(DATA SHOWN)
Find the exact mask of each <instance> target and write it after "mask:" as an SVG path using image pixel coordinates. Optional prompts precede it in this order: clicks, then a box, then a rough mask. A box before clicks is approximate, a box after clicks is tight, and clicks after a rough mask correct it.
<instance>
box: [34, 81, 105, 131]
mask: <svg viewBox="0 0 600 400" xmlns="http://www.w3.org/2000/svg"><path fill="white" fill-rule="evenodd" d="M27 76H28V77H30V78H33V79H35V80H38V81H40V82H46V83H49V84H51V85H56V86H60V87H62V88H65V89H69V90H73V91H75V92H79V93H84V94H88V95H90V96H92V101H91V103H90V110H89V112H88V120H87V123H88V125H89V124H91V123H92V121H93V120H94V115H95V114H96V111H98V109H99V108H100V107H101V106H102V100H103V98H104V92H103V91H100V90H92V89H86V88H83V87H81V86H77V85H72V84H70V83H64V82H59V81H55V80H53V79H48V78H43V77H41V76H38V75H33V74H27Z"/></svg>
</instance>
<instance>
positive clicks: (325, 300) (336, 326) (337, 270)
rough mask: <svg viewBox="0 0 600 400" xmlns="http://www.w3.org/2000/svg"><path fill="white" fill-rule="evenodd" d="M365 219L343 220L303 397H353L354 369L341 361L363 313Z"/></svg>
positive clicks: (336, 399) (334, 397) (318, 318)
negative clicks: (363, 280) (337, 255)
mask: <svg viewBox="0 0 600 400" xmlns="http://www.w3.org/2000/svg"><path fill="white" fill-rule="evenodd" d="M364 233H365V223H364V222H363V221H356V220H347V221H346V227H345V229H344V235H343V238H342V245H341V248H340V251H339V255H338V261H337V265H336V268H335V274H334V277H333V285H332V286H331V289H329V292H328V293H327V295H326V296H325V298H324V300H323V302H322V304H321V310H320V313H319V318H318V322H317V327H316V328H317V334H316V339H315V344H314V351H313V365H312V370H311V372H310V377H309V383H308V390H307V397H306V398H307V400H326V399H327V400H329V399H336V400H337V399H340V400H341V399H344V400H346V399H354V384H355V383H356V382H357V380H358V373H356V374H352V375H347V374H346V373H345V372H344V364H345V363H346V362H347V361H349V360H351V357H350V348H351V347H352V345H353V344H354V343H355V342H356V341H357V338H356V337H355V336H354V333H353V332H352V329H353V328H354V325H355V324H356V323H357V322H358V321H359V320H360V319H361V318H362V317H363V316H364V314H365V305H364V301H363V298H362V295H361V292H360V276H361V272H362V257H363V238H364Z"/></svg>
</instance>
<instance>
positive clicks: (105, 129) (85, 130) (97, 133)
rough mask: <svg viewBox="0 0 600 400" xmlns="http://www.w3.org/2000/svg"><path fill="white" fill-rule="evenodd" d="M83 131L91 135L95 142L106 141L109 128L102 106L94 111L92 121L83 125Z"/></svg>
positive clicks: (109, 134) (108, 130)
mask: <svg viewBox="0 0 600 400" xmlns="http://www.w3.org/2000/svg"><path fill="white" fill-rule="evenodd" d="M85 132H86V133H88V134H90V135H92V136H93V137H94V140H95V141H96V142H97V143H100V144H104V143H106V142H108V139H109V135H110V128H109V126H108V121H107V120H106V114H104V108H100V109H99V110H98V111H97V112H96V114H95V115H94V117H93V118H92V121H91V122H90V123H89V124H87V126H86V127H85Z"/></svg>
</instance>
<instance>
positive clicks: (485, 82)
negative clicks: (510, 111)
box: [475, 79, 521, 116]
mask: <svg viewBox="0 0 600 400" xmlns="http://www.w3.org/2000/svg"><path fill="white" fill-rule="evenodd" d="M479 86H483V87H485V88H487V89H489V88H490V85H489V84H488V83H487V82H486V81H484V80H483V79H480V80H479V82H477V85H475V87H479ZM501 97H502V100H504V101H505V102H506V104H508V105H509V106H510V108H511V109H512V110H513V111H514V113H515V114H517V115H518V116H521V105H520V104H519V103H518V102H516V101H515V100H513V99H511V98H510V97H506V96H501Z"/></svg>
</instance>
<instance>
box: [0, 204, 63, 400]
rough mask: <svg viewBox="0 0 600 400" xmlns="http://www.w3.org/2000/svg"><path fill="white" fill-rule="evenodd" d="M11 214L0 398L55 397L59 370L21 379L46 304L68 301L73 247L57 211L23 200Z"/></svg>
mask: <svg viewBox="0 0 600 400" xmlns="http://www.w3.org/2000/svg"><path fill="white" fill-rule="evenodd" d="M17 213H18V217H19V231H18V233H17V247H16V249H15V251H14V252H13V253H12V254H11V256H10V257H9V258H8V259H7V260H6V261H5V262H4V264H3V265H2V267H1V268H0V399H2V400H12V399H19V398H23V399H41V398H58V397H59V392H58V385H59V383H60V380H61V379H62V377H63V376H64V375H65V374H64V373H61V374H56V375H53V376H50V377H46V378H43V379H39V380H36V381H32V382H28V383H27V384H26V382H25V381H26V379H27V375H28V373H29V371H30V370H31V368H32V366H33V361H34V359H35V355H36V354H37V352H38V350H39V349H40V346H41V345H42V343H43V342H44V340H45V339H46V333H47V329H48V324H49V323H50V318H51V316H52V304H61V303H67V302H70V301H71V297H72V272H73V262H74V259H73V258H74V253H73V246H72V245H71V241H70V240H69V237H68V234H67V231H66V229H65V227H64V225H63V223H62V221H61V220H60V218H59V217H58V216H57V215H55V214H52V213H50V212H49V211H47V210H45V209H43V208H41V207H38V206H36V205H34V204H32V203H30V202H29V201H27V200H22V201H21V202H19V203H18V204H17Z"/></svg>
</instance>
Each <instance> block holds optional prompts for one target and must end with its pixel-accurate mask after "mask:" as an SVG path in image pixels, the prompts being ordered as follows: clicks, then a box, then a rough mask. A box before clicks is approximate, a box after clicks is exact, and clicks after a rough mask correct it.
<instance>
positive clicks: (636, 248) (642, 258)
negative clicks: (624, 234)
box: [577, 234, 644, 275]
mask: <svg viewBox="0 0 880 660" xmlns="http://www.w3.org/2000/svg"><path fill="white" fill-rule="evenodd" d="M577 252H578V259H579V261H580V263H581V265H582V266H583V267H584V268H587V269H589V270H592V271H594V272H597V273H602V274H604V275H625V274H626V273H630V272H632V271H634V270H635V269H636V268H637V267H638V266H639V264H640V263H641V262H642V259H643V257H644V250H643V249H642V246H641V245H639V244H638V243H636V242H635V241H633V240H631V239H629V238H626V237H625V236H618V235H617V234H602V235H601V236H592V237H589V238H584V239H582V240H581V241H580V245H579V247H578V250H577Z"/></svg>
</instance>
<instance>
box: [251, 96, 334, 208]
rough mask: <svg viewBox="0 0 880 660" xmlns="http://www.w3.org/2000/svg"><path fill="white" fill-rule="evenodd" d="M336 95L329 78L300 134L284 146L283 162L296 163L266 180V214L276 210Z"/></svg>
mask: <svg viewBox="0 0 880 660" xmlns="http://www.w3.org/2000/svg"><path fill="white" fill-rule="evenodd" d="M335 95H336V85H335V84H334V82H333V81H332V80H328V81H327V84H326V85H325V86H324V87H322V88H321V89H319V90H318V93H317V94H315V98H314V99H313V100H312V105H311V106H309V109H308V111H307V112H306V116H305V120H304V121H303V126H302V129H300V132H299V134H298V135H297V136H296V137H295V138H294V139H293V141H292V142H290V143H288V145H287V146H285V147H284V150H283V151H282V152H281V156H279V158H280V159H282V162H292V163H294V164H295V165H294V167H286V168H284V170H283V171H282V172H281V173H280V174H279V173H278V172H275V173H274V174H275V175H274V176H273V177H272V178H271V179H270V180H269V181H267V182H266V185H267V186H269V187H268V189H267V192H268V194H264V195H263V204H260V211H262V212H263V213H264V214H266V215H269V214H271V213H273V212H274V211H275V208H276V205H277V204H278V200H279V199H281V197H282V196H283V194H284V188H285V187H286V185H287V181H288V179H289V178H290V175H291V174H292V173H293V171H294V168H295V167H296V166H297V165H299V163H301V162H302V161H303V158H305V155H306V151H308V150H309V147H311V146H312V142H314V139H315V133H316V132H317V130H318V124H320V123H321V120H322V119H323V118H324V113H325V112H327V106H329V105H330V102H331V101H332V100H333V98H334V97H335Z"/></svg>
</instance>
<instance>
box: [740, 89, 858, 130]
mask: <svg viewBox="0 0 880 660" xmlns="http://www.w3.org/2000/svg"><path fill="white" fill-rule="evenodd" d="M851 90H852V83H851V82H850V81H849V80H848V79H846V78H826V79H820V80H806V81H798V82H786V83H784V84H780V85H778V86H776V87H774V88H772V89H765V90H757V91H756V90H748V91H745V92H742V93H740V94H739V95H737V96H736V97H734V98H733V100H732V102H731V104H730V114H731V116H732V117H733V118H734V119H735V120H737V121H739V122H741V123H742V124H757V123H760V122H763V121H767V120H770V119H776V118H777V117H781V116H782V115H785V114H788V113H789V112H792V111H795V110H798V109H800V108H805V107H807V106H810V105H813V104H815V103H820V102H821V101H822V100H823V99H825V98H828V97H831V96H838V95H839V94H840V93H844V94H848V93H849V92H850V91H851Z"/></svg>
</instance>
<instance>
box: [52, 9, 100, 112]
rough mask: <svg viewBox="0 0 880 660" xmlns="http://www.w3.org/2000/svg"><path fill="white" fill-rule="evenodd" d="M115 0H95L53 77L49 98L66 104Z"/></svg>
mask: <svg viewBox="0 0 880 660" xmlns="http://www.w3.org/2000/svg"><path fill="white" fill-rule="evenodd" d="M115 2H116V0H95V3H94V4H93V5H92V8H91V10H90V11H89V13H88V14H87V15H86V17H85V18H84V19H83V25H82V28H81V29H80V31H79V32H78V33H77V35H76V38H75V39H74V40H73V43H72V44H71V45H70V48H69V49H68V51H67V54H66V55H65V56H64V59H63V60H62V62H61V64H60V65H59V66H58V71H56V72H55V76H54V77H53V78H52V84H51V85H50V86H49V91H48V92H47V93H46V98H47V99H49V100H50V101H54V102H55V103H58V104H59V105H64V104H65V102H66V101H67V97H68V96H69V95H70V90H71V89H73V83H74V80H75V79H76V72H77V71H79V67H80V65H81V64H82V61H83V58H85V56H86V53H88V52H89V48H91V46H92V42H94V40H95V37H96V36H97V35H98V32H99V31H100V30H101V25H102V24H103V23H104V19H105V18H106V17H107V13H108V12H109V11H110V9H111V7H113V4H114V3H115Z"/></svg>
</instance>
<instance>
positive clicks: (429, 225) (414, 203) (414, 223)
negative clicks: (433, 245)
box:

(WORK INSTRUCTIONS)
List every line of the entries above that contains the string "exact", with case counting.

(EXERCISE RESULT)
Find the exact mask of each <instance> target and write it after "mask:" as an SVG path using image pixel coordinates. Optional prompts precede it in this order: clicks, then a box, then a rough mask. A box before clicks is approximate, a box after clicks is tight, and clicks after a rough mask correct it.
Each <instance> block holds optional prompts for one target and must end with its pixel-accurate mask after "mask:" as an SVG path in image pixels, the prompts being ordered as follows: clicks, then a box, then a rough mask. A box before clicks is approximate, a box after clicks is exact, and clicks after a rough mask correct it.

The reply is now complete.